[Required task]: Please pull the text from every row below, copying each line word for word and leaving the pictures out of your answer.
:::
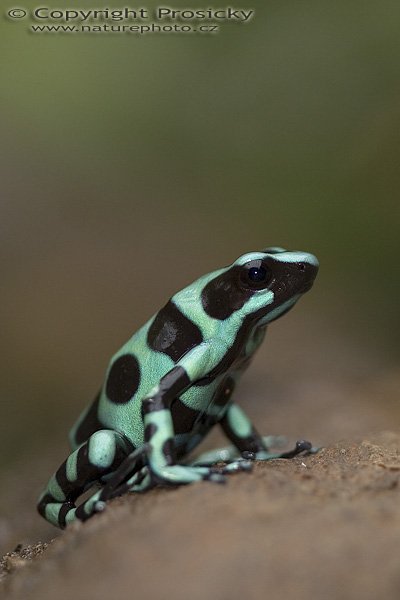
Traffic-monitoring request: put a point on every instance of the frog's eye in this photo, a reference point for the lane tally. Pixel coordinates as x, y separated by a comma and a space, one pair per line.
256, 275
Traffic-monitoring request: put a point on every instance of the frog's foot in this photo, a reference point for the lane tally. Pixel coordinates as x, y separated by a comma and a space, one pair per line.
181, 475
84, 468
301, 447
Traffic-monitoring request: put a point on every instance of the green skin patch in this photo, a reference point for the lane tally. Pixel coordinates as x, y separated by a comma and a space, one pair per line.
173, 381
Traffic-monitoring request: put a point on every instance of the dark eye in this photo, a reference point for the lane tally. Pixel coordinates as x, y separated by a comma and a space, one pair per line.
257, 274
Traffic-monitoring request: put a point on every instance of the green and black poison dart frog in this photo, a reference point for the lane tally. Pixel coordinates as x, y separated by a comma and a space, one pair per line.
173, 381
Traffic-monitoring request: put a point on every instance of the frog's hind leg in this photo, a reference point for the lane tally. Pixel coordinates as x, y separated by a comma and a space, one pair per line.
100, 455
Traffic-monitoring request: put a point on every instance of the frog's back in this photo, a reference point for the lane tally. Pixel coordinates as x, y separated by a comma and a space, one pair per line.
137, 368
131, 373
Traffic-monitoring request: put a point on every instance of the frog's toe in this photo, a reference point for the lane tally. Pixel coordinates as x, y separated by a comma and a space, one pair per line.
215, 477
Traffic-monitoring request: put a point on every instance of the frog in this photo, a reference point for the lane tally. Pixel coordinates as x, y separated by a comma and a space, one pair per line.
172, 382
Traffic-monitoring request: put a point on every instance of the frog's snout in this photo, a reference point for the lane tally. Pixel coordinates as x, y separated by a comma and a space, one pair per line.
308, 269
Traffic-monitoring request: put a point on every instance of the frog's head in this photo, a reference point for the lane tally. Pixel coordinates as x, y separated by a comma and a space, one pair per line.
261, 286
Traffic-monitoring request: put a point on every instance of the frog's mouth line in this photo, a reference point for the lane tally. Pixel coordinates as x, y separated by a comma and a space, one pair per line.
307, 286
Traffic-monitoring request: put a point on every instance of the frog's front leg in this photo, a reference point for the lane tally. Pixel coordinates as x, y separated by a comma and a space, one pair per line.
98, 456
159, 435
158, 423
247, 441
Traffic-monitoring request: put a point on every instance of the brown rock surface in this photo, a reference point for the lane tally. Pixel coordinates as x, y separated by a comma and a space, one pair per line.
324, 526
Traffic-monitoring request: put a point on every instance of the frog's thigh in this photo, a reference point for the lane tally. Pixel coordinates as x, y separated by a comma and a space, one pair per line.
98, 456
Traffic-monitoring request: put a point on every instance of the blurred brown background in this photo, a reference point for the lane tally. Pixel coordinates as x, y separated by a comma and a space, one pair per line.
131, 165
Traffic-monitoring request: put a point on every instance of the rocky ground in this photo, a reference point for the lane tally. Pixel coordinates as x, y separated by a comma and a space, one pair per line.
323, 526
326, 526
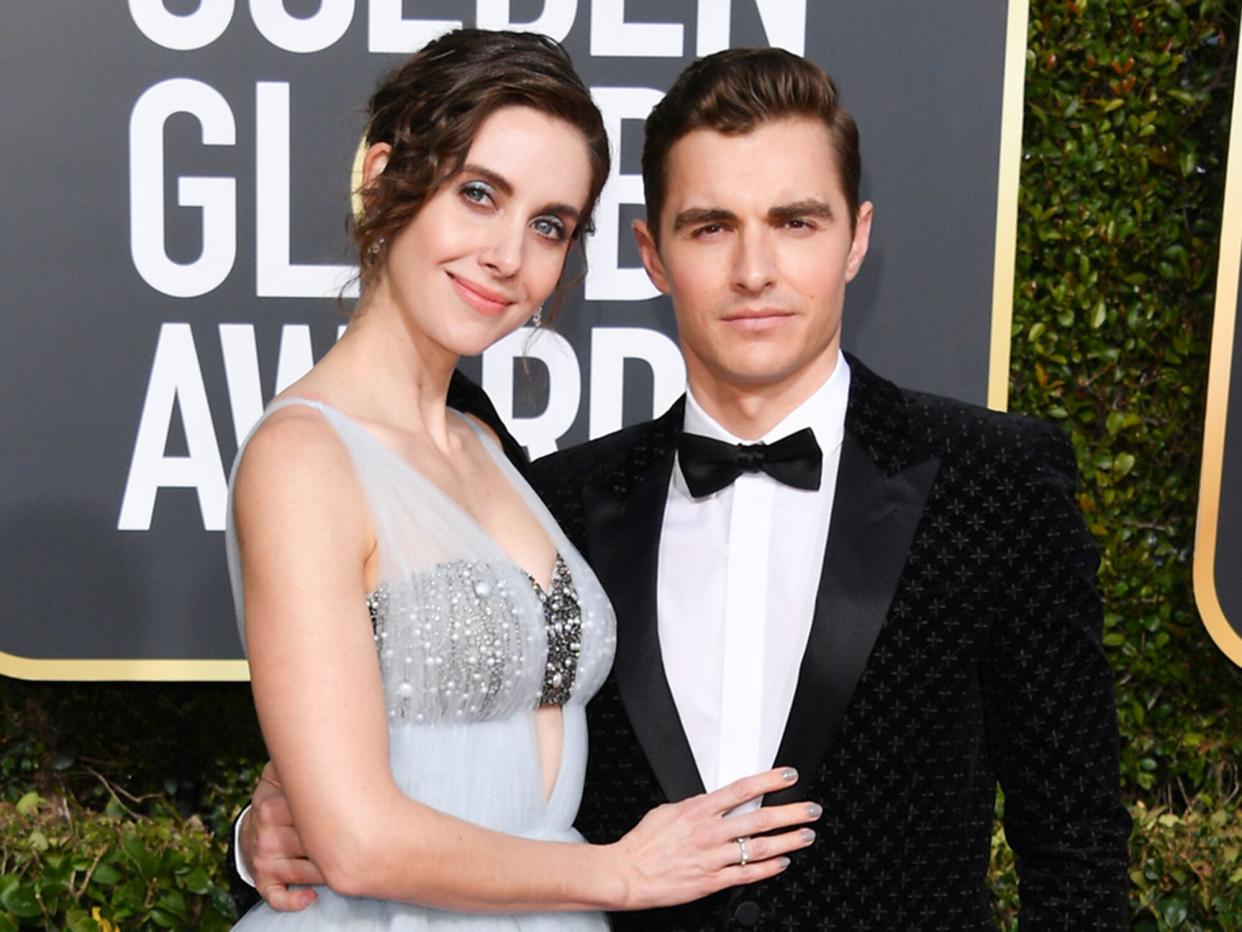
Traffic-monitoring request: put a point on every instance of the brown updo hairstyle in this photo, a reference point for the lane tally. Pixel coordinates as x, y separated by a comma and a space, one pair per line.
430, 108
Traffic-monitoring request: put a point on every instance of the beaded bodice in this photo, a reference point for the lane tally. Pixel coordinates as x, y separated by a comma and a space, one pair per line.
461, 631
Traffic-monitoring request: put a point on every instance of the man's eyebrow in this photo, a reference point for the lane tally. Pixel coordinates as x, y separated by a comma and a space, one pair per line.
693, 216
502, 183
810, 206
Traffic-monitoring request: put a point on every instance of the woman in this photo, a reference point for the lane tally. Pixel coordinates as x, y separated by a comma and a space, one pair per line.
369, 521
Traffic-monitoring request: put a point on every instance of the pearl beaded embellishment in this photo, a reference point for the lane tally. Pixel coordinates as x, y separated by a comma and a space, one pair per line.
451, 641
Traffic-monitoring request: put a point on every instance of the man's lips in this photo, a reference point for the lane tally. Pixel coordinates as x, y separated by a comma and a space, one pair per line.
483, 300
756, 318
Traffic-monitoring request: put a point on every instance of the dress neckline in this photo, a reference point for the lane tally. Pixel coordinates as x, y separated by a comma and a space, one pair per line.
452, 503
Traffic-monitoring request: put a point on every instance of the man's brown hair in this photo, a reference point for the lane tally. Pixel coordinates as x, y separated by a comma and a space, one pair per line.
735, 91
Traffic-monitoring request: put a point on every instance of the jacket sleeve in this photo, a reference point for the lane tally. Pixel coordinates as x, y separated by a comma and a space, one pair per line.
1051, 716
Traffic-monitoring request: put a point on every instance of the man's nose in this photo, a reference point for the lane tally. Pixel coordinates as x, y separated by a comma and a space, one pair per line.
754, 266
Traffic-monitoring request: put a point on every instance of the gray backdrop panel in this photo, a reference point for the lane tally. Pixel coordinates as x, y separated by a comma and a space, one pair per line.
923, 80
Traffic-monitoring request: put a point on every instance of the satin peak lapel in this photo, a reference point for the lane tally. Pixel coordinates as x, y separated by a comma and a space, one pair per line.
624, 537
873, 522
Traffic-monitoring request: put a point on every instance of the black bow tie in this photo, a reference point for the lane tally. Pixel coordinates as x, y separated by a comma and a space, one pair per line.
:::
[Result]:
Traffic-monitoring request: put a point on every instance of the frog's eye in this photo, a reference point for the lane tally. Pixel coordinates as x, y separated by a comma and a space, one pair per line.
256, 275
Traffic-monitoring request: put a point on every instance of the frog's foot in this photo, a reference point for the lane tally. Pixel coordinates as x, y separated by a comma and a space, one pair per line.
181, 475
84, 468
301, 447
Traffic-monitoring request: put a point on every instance of the green skin patch in this photo, a reference point for the lane tally. Pixel coordinates as x, y separated by a comma and a space, one pair per line.
173, 381
Traffic-monitoring request: put a point on every instance of the dark eye in this photo, a reference point for the lane tally. Pixel coordinates as x, y separated by a comma and a space, one pair per line.
257, 274
Traffic-monitoring request: put a point on every instance of the green and black poison dart frog in this photo, a reference point for the lane tally. Pixel coordinates as x, y separated by a comma and a space, one pair per line.
173, 381
Traffic-monitoring request: put a point on every instance of the frog's hind leg in this photo, a reference point for the lane tally. Pixel coordinates as x, y separated by a comma and a space, one pair per line.
100, 455
Traffic-monitoring request: put a point on every instance of the frog's back in this photo, a reference point for the lane tally. Pixel coordinates as x, y separated by a comma and a space, one pair per line.
137, 368
131, 373
Traffic-monitoring request: put a point on every instance of the frog's toe in this photo, a reference point for the lane tally. Pixel coordinates as x, y separated by a comma and a space, one pair per line.
215, 477
Traffic-monitoring request: put a point on every instance of the frog in this photo, a reference point for the lane tally. Pixel coordinates as x, y separated by a comma and a space, one pair per line.
172, 382
Traffic-monitoring request: put a point on every instance of the frog's snout in this photo, a reference point for the lane tally. Pixel coordinates as x, y separated by a comma and a space, one pair per line.
308, 269
Traffic-monitoring request: put a point on every instance of the frog's head in this photo, a reference point for the lane tally. Pixel coordinates as x, y separated by a comma and a space, one pair per line.
261, 286
Traffic-monitoring request: put a point on every instance of the frog's mouth line in this photo, a reference point for the lane tally. Pixel coordinates as x, y separated by a comma and a space, one pair per line.
307, 286
Traffic-monitoring request: put a point on every instance of the frog's front leg in this photo, a reference point for the lane tally. Pixel coordinates as x, y separated by a comma and a space, one pair per line.
98, 456
159, 435
158, 423
247, 441
Traffic-monitoring request: put a point on every instance of the brown rock surface in this photo, a reference point for the lane tally. Pixel coordinates as x, y separated by a comma and a space, one pair per line.
324, 526
Traffic-monitoring request: put a point on every instance of the frog's thigh in this photo, a reference point for the lane tally. Pixel coordinates as x, y separated by a comma and a space, one pair per line.
98, 456
Traffic-monitoring request: put a point on every instance of the blurred brown background in this photo, a reference point for the lane tally. Pixel coordinates as x, y separated by a comma and a space, one pair per line.
131, 165
Traffic-monitoring request: put a point on every instance of the rocky ground in this photo, a reference point for the lane tally. Pixel coordinates as x, y separated by a comma and a space, one pair per line.
323, 526
326, 526
Traffic-monitoring request: put a point on every instance of the brown updo hairstyle in this photo, a reference point for the lane tally. Pixel coordinates as x, y separated by a comma and a space, one pair per line.
430, 108
Traffic-monitoring request: put a point on every instance of the beaded bodice in this photo, a reference point for the lane tally. Pixel coordinates as x, y separated by a comma and a space, one pair per line.
461, 631
Traffic-monitoring request: put a point on every instance of the man's eyebrow in this photo, a reference point for the lane tally. Pixel coordinates as x, y separated by a comma and a space, one pair per line.
693, 216
502, 183
810, 206
Traffic-monitoring request: put a point on every instance of the woman in this photo, a reference point for the lane tally. Pixel coordinates as x, y separated by a comma and a space, one pair per line.
369, 521
Traffic-monitoring request: put a point on every instance of the pearl beaded embellishment in this photo, a reference point for the lane tally. Pixel coordinates as x, y separated by a comma and a space, one pair per line.
451, 641
Traffic-monitoring request: put a point on every instance of the man's lips in this photo, a reference point for the lane tally. Pixel coordinates as x, y separated by a comma and a space, one pair per line.
483, 300
756, 318
Traffic-monitoring request: put a point on every instance of the dress neckline in this photo, a reference point for the lane tally. Pixel coordinates as x, y separated by a comma and a space, one pair per line.
452, 503
Traffic-monitoring request: put a point on every instance of the man's brown hair in this photo, a reference point for the lane tally. Pixel coordinates as x, y separated by a comma and a space, one pair per line.
735, 91
Traffic-monitoring request: put a point on every instance of the jacket sleeve in this photo, a reference point for the lane tally. Pixel coordinates as x, y separated by a comma and a space, one pair per line.
1051, 716
Traffic-monitoring request: put a point on every instance of the man's nose in this photo, a reference point for the lane tally. Pixel coordinates as x, y separated by a comma and a space, one pair per line.
754, 266
Traffic-monitoring request: put a point on every instance of the gray backdrop panel in this photo, a reference point for the lane tally. Pixel coordinates as x, y separated by a comma and a space, one pair per line.
923, 80
Traffic-monitoring request: put a point on every instance of the satin peak lapel in this photo, a reference point for the lane tally. Pixel coordinates as x, y separated by a comma and a space, one pair per line.
624, 537
873, 522
Traffic-monitoring request: put a point on every instance of the black bow tie in this photo, a reference point for the lane tally. Pixel coordinates as x, y separated by a comma and a space, one pair per line.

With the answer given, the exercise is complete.